Region segmentation data:

▶

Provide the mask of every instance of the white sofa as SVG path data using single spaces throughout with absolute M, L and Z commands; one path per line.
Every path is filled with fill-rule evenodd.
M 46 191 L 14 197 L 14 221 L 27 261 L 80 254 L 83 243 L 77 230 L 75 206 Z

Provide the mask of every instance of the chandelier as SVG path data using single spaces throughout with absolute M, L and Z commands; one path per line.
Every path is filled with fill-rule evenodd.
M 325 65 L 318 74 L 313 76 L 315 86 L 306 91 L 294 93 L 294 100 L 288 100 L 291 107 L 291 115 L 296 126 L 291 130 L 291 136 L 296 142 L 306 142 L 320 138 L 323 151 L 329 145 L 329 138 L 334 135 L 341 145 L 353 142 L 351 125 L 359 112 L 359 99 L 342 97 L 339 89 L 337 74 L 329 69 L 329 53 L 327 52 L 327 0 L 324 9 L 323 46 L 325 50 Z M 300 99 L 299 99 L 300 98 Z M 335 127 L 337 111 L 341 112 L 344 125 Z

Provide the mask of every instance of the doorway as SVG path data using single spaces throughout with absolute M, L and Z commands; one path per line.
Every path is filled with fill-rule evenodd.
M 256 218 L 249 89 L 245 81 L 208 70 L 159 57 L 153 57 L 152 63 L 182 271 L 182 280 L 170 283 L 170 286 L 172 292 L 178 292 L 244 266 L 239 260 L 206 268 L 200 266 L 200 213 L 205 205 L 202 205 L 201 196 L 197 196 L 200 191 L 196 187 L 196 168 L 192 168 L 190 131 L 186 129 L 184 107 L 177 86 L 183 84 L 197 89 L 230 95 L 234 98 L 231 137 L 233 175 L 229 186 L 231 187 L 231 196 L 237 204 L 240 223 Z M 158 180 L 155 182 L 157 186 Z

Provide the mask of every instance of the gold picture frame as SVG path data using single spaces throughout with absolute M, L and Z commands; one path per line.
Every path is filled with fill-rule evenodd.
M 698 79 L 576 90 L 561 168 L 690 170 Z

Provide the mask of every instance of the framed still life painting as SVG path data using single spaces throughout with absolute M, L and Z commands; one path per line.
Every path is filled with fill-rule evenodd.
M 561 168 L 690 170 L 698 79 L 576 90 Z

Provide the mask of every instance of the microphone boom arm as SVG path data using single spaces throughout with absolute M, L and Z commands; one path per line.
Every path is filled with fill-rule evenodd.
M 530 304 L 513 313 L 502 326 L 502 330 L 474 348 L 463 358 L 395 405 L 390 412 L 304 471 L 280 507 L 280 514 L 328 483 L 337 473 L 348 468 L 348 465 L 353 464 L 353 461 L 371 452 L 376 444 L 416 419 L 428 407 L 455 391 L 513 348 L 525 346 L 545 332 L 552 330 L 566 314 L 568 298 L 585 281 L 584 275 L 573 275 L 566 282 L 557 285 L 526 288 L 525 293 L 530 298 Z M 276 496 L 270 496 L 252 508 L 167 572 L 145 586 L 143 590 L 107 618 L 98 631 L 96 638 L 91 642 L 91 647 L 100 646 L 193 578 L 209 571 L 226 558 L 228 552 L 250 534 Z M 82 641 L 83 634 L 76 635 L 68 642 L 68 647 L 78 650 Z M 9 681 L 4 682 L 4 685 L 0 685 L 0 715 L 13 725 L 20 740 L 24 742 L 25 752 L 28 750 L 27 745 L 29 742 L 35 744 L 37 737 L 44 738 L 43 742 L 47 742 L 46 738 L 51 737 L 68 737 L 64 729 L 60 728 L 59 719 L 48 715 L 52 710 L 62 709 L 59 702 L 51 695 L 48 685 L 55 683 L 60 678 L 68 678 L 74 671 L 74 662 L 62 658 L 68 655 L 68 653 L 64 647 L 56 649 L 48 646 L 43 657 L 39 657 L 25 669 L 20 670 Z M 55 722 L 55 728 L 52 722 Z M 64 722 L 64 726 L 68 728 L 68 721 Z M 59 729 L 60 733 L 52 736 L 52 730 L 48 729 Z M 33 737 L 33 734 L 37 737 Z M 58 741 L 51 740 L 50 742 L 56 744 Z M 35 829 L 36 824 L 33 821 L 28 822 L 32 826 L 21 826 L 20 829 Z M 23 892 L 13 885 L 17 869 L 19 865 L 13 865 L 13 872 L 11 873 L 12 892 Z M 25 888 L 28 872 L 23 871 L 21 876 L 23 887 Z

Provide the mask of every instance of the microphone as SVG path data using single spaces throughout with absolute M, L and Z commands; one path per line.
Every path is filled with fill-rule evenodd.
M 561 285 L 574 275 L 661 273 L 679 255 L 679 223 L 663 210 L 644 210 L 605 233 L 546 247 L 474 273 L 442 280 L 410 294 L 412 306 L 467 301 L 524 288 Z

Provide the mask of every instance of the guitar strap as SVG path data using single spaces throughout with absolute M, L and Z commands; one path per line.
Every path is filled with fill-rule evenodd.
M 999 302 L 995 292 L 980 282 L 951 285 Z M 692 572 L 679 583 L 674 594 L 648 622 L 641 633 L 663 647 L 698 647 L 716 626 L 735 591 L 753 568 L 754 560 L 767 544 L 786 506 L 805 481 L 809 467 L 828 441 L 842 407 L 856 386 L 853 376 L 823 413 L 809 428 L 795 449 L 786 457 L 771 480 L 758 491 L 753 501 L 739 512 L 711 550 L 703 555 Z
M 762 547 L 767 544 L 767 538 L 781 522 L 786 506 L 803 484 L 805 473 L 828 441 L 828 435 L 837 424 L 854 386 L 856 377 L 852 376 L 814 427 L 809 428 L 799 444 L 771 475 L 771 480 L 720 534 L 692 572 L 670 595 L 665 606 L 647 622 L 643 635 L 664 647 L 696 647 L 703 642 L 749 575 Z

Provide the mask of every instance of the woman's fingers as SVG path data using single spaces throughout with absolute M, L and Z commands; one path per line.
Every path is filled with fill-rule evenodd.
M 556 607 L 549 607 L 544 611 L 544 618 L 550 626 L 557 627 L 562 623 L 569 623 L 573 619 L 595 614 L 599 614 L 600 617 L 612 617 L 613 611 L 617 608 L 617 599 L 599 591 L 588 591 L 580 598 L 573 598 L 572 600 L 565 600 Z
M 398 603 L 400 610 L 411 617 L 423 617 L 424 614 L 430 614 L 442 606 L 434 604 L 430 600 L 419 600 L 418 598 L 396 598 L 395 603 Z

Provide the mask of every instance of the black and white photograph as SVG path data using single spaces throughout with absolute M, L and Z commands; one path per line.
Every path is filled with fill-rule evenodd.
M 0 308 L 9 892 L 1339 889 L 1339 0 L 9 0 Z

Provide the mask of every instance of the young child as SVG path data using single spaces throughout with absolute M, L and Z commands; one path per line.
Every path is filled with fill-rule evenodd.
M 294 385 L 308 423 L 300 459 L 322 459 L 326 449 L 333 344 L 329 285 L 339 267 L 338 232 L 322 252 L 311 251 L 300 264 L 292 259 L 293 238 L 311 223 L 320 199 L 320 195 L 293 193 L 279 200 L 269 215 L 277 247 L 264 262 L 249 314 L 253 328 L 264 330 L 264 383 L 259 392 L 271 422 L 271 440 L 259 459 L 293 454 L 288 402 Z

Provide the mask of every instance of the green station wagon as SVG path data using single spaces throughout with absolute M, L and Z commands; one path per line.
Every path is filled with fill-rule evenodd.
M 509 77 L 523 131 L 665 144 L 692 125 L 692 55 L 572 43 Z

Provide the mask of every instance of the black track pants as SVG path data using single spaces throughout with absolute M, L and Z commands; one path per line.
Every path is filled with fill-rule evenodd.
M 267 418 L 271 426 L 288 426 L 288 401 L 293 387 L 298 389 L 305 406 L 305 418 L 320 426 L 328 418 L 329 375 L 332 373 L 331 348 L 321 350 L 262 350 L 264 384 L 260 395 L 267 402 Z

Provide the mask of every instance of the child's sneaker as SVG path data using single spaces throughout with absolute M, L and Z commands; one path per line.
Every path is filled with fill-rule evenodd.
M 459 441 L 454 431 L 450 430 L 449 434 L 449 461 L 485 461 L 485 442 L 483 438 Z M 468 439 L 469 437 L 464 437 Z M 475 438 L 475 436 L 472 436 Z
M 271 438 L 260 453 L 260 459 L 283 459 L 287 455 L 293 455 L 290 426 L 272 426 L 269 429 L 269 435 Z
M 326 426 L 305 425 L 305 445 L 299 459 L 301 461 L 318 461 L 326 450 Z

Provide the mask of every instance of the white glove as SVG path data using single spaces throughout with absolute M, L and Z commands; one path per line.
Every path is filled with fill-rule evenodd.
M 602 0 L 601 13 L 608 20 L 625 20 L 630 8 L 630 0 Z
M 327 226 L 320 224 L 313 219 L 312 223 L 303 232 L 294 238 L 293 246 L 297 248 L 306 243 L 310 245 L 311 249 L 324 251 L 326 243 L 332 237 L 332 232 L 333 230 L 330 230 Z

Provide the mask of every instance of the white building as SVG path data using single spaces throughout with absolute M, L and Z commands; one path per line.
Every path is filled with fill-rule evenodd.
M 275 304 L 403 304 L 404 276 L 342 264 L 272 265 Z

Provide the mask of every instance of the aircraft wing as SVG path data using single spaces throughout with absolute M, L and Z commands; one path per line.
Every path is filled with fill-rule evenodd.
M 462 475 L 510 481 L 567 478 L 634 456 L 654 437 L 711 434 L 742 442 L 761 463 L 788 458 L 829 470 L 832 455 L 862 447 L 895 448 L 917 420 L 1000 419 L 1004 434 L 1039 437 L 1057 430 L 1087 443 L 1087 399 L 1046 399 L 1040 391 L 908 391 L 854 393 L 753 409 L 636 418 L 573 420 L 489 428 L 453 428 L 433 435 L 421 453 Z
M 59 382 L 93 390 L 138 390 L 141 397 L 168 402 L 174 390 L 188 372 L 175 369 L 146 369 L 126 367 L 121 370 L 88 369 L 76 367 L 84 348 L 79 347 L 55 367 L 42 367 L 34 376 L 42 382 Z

◀

In the lines from the one containing "Provide the mask of every instance of the young" to the one containing "M 509 77 L 523", change "green station wagon" to "red hatchback" and leave everything else unchanged. Return only those edited lines.

Provide the mask of every instance of the young child as SVG path data using single spaces throughout with absolute M, L and Z commands; one path per line.
Every path is filled with fill-rule evenodd.
M 294 385 L 308 423 L 300 459 L 322 459 L 326 449 L 333 344 L 329 285 L 339 267 L 338 232 L 322 252 L 311 251 L 300 264 L 292 259 L 293 238 L 311 223 L 320 199 L 320 195 L 293 193 L 279 200 L 269 215 L 277 247 L 264 262 L 249 314 L 253 328 L 264 330 L 264 383 L 259 392 L 271 422 L 271 440 L 259 459 L 293 454 L 288 402 Z

Provide the mask of every instance of the red hatchback as SVG path data using single spaces throughout with absolute M, L and Z commands; one path per line.
Every path is filled with fill-rule evenodd.
M 509 77 L 523 131 L 665 144 L 692 125 L 692 55 L 572 43 Z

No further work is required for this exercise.